Entries from a dataset:
========

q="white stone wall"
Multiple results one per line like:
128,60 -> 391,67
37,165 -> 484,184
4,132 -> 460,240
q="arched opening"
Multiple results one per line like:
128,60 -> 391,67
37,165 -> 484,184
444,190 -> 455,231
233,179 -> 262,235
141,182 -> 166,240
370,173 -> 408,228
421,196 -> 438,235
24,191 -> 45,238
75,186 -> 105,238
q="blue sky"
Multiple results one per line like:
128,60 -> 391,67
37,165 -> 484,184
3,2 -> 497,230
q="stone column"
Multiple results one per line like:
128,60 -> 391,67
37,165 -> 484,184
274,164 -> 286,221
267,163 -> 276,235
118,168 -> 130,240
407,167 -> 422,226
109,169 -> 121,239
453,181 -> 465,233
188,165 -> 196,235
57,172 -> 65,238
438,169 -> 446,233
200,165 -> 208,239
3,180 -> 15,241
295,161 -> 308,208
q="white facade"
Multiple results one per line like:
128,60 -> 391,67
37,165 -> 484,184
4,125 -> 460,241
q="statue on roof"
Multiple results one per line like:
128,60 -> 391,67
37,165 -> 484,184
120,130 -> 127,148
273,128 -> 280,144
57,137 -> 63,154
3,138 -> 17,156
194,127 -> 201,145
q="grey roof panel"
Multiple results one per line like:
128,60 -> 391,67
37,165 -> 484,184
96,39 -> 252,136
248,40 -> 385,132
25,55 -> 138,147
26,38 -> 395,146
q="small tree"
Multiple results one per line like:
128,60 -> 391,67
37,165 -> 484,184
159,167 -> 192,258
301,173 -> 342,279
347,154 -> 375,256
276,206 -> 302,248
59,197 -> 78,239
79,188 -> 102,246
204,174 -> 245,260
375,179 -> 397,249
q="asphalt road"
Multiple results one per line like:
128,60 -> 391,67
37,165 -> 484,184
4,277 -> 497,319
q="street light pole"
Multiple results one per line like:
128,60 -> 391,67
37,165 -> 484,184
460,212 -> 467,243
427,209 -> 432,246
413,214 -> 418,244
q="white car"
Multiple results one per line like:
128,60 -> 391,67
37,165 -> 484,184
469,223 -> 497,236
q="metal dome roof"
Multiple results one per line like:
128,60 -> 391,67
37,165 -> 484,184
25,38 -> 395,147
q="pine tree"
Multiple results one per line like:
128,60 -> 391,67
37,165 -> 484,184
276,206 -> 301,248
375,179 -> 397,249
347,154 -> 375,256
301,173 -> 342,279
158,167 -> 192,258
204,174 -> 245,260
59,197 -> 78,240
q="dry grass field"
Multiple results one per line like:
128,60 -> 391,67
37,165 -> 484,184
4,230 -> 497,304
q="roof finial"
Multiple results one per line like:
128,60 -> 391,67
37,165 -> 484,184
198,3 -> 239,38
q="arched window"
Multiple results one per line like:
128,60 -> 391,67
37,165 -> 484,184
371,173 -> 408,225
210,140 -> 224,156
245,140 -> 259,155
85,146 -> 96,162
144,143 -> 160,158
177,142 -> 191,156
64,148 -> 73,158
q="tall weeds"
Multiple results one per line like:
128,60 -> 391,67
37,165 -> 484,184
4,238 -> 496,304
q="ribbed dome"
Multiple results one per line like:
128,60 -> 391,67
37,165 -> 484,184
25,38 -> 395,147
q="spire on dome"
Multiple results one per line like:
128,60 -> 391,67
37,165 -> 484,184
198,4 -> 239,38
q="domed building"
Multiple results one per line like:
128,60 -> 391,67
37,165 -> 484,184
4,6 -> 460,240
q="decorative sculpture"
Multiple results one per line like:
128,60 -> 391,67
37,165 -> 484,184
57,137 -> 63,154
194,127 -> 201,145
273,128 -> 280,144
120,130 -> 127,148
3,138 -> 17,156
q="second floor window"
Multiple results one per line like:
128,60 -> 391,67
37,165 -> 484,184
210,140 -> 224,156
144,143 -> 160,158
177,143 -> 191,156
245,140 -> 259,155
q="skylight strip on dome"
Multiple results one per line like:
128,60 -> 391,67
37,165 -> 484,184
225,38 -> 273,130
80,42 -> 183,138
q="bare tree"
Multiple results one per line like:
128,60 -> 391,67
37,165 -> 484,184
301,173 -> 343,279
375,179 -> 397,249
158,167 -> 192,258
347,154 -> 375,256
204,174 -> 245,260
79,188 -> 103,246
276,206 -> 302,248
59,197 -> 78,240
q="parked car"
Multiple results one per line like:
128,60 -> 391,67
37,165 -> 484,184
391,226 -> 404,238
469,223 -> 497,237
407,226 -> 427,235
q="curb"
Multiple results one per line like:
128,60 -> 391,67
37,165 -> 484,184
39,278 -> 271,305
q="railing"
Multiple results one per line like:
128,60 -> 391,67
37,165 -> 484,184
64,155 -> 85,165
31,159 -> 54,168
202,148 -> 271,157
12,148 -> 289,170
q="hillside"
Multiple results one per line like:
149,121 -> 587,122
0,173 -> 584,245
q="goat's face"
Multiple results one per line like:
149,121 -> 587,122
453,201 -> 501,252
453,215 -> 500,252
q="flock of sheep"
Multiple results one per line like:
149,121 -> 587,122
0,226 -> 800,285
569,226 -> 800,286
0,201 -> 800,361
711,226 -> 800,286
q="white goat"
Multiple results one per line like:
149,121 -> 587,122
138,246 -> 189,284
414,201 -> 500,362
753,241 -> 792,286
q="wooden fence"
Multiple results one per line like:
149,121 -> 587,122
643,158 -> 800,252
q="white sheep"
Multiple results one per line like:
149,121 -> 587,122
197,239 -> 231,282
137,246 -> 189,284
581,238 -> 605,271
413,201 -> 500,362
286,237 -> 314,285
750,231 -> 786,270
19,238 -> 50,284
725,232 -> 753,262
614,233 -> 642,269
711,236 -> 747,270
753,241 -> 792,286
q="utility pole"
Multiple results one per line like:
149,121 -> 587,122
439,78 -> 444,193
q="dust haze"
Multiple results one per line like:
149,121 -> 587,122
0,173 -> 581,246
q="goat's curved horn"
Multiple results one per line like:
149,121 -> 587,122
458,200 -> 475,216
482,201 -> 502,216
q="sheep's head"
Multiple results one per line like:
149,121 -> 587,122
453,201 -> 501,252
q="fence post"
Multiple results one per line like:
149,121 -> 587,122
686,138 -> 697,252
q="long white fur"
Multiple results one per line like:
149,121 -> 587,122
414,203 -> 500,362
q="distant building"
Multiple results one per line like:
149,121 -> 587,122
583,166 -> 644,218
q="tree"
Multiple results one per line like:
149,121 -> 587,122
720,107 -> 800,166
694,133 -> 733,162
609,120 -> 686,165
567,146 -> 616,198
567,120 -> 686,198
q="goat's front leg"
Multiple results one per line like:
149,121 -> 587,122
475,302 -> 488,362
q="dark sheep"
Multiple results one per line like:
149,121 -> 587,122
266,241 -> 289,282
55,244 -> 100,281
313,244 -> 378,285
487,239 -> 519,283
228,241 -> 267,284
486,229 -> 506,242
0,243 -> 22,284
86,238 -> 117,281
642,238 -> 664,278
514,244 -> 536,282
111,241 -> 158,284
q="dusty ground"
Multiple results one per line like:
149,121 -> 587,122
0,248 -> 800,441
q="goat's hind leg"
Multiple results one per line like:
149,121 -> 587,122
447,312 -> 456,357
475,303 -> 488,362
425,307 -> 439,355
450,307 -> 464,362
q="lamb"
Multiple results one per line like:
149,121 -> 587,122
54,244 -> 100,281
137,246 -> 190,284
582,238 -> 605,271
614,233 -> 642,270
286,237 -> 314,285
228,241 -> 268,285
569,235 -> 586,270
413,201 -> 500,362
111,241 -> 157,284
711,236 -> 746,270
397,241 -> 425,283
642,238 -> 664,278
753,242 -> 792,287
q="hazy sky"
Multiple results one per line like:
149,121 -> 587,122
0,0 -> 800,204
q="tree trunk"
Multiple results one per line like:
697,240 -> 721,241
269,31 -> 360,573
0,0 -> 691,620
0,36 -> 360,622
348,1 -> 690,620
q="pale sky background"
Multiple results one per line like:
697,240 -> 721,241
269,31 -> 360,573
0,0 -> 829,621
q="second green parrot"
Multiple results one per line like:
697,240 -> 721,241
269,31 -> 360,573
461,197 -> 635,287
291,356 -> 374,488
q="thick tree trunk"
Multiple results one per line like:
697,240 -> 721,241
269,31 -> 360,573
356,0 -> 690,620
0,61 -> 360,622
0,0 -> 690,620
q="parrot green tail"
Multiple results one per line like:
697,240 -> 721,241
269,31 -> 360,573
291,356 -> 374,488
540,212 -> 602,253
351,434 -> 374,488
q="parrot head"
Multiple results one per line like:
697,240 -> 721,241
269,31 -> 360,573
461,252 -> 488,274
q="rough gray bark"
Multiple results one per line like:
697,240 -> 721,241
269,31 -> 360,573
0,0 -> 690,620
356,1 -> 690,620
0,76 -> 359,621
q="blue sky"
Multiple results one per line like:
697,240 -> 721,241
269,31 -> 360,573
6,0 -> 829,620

========

**Exercise brief**
Copy the data from its first line up to and including the line with "4,277 -> 497,319", renaming "stone column" to "stone pillar" and leaving everything else as it is.

**In response**
q="white stone wall"
Multiple results one per line like:
128,60 -> 391,67
37,165 -> 484,184
4,132 -> 460,240
q="arched opening"
Multiple results one per line like:
128,60 -> 391,67
37,165 -> 484,184
444,190 -> 455,231
233,179 -> 262,235
141,182 -> 166,240
370,173 -> 408,228
421,196 -> 438,235
24,191 -> 45,238
75,186 -> 105,238
q="blue sky"
Multiple results one per line like:
128,60 -> 391,67
37,165 -> 484,184
3,2 -> 497,230
q="stone pillar"
Multiple results one per line like:
128,60 -> 391,67
37,165 -> 484,184
274,164 -> 286,221
267,163 -> 276,235
118,168 -> 130,240
407,167 -> 422,226
109,169 -> 121,239
453,181 -> 465,233
188,165 -> 196,235
57,172 -> 65,238
438,169 -> 446,233
200,165 -> 208,239
3,180 -> 15,241
295,161 -> 308,208
q="white facade"
Multiple results one per line like:
128,60 -> 391,67
37,165 -> 484,184
4,125 -> 460,241
q="statue on roof"
Multiple results one per line like:
128,60 -> 391,67
37,165 -> 484,184
120,130 -> 127,148
273,128 -> 280,144
57,137 -> 63,154
3,138 -> 17,156
194,127 -> 201,145
q="grey roof panel"
Multiple results one per line like:
128,60 -> 391,67
37,165 -> 484,184
96,39 -> 252,136
248,40 -> 385,132
25,55 -> 138,147
26,38 -> 395,146
q="small tree"
Multiple results one per line like:
128,60 -> 391,67
37,165 -> 484,184
159,167 -> 192,258
301,173 -> 342,279
347,154 -> 375,256
276,206 -> 302,248
59,197 -> 78,239
79,188 -> 102,246
204,174 -> 245,260
375,179 -> 397,249
q="asphalt road"
Multiple results one per line like:
128,60 -> 391,67
37,165 -> 484,184
4,277 -> 497,319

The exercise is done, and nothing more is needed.